-- DIRECTIONS --
The expected output is every line from the one containing "Expected: one point per instance of the window sill, reported" to the end of the data below, exactly, and no other line.

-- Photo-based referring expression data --
_ _ _

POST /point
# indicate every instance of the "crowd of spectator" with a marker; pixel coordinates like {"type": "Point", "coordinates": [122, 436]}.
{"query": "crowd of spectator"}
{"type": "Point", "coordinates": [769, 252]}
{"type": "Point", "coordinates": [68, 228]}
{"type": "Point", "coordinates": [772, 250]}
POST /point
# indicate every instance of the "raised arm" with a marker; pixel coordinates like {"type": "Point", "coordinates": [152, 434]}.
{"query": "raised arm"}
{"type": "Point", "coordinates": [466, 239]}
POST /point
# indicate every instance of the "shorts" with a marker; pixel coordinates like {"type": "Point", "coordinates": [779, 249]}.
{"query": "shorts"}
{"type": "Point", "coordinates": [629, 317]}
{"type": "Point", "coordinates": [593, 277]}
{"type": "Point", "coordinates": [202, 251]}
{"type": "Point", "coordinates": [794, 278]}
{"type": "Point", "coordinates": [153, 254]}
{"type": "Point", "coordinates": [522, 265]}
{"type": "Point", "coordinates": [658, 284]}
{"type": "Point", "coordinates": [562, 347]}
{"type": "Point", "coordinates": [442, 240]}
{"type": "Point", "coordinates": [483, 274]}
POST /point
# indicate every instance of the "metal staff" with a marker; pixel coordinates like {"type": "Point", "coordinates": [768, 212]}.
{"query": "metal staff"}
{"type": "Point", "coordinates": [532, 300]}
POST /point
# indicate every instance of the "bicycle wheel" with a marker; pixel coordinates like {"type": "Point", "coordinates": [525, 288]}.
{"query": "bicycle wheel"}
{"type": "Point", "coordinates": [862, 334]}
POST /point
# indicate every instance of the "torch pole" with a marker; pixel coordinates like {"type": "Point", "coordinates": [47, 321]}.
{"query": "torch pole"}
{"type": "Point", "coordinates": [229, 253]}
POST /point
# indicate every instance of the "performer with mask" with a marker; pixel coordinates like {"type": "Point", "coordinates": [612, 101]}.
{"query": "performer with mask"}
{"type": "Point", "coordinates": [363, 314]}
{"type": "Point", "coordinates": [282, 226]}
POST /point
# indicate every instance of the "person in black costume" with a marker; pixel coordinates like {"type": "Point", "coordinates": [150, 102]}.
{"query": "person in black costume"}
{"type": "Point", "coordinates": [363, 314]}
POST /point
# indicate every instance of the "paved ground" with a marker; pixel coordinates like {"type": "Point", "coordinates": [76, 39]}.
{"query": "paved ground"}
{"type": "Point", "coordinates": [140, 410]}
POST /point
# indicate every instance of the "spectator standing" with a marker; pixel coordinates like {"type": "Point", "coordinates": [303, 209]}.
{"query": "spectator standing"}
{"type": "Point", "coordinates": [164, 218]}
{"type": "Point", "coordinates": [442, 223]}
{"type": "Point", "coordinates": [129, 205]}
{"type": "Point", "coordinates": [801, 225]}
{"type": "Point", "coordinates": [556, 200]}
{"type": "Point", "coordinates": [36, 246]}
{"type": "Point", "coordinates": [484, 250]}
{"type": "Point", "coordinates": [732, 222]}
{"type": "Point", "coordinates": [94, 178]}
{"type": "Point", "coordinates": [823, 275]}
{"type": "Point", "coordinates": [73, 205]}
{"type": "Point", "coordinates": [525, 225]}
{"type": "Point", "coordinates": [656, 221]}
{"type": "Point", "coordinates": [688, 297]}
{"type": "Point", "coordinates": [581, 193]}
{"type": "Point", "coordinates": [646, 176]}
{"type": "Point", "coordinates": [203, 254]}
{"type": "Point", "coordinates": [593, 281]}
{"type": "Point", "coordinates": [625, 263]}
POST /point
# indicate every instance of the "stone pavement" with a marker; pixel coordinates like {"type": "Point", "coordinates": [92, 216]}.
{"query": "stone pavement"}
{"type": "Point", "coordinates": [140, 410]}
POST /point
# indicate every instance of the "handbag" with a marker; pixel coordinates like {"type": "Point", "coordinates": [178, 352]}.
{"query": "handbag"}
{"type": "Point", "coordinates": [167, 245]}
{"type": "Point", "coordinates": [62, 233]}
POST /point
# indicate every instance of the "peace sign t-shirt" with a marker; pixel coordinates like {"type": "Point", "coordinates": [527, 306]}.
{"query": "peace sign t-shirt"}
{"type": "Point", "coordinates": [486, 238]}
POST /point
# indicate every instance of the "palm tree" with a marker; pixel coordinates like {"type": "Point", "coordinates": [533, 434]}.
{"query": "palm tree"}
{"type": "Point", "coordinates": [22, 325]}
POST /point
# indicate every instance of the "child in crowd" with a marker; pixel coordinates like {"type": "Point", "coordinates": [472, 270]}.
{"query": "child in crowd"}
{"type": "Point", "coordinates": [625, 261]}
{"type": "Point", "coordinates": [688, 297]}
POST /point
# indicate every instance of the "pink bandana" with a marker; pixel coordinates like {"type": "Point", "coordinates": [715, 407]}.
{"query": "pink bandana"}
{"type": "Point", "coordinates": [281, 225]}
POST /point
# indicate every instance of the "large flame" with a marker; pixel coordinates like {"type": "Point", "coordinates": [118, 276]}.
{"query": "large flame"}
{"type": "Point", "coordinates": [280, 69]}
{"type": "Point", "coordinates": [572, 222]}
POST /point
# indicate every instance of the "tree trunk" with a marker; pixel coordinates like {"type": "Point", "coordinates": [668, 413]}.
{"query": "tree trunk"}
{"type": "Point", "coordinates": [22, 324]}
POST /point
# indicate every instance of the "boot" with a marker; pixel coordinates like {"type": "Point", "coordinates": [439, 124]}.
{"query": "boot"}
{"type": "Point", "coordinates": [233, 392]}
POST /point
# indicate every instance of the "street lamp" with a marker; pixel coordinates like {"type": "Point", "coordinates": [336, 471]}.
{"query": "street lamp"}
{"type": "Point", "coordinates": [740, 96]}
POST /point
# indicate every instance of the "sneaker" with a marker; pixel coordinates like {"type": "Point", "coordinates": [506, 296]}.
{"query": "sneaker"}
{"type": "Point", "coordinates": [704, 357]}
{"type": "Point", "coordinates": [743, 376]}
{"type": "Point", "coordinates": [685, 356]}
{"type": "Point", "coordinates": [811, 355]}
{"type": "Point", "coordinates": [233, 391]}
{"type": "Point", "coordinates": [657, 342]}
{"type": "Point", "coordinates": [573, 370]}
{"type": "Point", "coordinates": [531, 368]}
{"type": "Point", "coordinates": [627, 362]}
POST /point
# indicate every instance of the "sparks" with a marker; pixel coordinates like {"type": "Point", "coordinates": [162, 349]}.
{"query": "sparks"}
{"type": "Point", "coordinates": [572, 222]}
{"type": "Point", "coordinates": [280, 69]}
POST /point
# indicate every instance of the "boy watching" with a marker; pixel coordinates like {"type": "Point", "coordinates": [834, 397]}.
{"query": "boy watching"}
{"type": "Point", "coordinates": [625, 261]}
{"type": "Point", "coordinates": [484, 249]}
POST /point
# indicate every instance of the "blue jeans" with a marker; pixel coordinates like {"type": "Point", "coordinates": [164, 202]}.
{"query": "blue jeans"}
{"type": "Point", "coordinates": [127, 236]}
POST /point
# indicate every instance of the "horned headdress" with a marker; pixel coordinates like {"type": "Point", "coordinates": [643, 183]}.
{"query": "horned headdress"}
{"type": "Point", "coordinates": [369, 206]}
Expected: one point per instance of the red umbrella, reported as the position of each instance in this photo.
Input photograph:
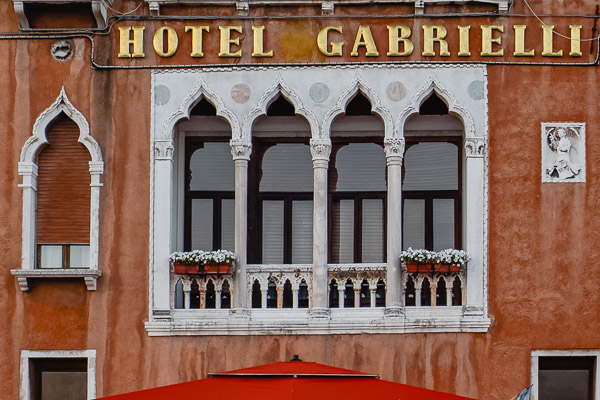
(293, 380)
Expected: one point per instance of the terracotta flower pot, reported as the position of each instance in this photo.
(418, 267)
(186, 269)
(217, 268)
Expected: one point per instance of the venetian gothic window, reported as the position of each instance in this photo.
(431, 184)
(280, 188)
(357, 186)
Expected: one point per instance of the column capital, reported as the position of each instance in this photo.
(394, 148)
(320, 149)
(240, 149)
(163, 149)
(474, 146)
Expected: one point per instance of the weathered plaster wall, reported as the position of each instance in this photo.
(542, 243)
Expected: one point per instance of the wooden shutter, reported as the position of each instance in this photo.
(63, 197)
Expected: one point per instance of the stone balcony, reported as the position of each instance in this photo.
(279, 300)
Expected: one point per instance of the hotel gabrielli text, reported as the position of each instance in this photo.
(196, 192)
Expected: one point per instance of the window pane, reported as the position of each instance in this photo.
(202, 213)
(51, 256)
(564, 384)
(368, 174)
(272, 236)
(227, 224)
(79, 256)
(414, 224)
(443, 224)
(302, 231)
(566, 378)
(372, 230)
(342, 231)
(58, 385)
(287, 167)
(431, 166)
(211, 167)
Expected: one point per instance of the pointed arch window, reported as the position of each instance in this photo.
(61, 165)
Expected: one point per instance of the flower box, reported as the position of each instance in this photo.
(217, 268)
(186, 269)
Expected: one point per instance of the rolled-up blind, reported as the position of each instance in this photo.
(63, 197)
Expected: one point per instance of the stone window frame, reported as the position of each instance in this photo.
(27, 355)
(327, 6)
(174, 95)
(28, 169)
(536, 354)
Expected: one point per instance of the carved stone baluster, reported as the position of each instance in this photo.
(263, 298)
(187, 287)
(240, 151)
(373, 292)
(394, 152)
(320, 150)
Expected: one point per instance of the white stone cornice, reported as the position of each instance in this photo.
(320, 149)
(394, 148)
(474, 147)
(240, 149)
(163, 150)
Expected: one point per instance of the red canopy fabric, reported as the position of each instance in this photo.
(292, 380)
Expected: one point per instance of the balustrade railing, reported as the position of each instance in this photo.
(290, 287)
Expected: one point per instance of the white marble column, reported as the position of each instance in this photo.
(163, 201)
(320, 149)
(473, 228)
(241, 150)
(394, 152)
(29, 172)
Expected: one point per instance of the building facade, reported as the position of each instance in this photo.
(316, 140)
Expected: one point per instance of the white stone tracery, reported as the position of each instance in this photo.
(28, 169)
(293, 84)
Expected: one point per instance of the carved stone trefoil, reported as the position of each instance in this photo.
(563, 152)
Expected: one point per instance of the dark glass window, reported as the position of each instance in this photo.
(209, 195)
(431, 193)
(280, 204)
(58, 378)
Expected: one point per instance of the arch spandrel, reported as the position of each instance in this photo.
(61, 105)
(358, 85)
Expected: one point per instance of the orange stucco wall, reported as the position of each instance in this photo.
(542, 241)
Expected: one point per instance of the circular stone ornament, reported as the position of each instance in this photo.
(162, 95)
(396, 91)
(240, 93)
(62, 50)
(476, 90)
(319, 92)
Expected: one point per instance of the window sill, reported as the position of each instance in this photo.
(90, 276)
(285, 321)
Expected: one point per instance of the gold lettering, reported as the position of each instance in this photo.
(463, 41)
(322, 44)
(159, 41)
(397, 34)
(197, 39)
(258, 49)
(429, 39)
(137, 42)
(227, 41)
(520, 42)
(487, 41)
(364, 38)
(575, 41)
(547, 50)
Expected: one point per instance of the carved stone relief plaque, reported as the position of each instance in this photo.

_ _ _

-- EXERCISE SOLUTION --
Expected: one point per instance of the window sill, reported as the position of each instance in this photo.
(90, 276)
(285, 321)
Expected: one point per instance of the gold lettering, reported as the position of each instance in this photo.
(463, 41)
(322, 44)
(159, 41)
(397, 34)
(197, 39)
(258, 49)
(429, 39)
(137, 42)
(227, 41)
(520, 42)
(487, 41)
(364, 38)
(575, 41)
(547, 50)
Expected: one point per instance of the carved stone relief plaque, reported as the position of each instance in this photo.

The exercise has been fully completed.